• [Your instructions]
Please rewrite everything in the transcript from "00:06:36:03 - 00:06:59:21" down to "than is not.", changing each "willingness to pay" to "perceived value".
# START OF Selected extract
00:06:36:03 - 00:06:59:21
Dr. Rebecca Homkes
But that upper needle is not price. Sometimes in marketing textbooks it gets simplified as price and cost. As a leader, we decide how to capture willingness to pay, which could be in higher price, but also be in more loyalty or wallet share retention and referrals. That is one of those strategic choices that we get to make. So we need to make sure we're looking at the full opportunity set of what willingness to pay might be.

00:06:59:23 - 00:07:22:18
Kevin Eikenberry
I love that you said something that I want to underline for people that in the middle of that soliloquy that is, profoundly true and not just as it relates to when things are chaotic, but any time of change that everyone wants to focus on. What's changing? Yes, in almost every case, way more is staying the same than is not.

00:07:22:20 - 00:07:34:12
Kevin Eikenberry
And we owe so much even with even with, change fatigue, simply by helping people see that not everything is changing. That is such an important point that people are really talking.

00:07:34:14 - 00:07:54:00
Dr. Rebecca Homkes
And the key role of a leader is that re anchor is that ending strategic meetings with okay, what hasn't changed? What are our anchors? You know there's some things about customer value or what makes consumers happy or what our partners need from us that are the same now as they were when the oil price was different, or when the stock market was different, or we had a different leader in place.
# END OF Selected extract
# START OF Raw records
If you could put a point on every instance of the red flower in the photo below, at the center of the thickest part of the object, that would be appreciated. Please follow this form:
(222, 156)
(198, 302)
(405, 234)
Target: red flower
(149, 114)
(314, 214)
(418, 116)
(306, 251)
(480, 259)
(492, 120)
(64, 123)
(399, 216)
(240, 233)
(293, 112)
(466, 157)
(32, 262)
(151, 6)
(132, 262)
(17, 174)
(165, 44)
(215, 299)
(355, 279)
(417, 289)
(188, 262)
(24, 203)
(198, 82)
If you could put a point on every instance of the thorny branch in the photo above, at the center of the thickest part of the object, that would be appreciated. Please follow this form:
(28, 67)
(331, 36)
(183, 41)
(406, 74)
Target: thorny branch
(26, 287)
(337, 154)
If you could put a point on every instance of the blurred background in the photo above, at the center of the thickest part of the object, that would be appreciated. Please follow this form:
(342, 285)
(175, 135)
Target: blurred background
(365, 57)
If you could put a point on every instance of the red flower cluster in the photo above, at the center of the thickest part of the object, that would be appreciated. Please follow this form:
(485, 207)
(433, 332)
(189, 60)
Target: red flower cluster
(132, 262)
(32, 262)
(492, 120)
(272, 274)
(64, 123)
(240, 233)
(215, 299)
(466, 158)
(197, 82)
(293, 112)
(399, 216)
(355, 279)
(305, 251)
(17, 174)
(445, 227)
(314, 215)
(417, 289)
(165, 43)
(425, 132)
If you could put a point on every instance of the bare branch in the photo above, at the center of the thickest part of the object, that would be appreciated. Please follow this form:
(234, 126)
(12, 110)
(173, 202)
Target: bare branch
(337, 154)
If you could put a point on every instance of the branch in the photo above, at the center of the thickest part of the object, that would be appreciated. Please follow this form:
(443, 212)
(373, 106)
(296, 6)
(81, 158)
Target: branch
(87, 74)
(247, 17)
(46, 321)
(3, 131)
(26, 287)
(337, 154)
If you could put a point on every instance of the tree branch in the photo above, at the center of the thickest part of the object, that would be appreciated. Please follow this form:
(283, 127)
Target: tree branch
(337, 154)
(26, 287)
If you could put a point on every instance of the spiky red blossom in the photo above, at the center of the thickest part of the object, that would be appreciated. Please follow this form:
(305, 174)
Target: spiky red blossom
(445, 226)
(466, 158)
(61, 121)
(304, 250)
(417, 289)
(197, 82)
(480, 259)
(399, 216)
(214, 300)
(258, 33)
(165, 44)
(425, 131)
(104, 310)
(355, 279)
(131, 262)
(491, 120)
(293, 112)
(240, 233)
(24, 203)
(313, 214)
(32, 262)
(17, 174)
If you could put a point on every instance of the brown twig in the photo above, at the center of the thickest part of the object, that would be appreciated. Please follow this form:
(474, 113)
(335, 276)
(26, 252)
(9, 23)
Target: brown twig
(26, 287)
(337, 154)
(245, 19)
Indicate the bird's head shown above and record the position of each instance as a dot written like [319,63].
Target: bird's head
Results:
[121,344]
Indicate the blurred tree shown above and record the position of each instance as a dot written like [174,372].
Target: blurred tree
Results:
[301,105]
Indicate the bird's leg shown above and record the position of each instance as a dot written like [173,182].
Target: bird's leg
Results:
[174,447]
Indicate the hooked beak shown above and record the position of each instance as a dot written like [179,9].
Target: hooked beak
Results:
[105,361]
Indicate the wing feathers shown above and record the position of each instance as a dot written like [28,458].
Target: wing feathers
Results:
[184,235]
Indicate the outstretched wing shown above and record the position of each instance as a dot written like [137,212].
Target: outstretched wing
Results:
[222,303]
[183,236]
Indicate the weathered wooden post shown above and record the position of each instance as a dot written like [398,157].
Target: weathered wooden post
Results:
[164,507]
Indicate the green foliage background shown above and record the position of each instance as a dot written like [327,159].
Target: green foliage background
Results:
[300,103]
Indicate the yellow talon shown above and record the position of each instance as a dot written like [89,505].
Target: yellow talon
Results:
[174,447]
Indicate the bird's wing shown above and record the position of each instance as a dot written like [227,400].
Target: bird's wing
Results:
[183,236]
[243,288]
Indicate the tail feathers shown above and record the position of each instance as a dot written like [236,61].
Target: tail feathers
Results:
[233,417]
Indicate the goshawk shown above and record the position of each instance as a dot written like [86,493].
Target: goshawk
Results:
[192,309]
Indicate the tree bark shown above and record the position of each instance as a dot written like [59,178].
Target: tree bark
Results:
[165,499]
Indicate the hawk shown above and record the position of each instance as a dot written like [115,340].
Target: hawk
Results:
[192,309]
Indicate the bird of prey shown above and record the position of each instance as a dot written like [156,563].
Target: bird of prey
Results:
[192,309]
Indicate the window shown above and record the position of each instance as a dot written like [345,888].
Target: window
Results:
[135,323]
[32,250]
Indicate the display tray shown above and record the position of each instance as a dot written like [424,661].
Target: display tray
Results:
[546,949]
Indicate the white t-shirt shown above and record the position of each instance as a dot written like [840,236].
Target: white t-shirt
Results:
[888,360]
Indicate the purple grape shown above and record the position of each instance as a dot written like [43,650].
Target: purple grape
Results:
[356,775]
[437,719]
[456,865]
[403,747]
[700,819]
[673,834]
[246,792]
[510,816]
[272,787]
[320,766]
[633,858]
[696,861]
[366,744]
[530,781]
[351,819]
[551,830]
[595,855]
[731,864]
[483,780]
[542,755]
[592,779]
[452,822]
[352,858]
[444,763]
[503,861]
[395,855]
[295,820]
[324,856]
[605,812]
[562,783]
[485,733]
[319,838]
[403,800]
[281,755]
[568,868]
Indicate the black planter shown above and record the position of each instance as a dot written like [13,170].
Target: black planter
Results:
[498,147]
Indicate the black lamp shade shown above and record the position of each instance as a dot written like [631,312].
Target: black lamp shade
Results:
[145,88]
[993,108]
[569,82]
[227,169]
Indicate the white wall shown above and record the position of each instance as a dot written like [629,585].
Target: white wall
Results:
# END OF Raw records
• [Result for this task]
00:06:36:03 - 00:06:59:21
Dr. Rebecca Homkes
But that upper needle is not price. Sometimes in marketing textbooks it gets simplified as price and cost. As a leader, we decide how to capture perceived value, which could be in higher price, but also be in more loyalty or wallet share retention and referrals. That is one of those strategic choices that we get to make. So we need to make sure we're looking at the full opportunity set of what perceived value might be.

00:06:59:23 - 00:07:22:18
Kevin Eikenberry
I love that you said something that I want to underline for people that in the middle of that soliloquy that is, profoundly true and not just as it relates to when things are chaotic, but any time of change that everyone wants to focus on. What's changing? Yes, in almost every case, way more is staying the same than is not.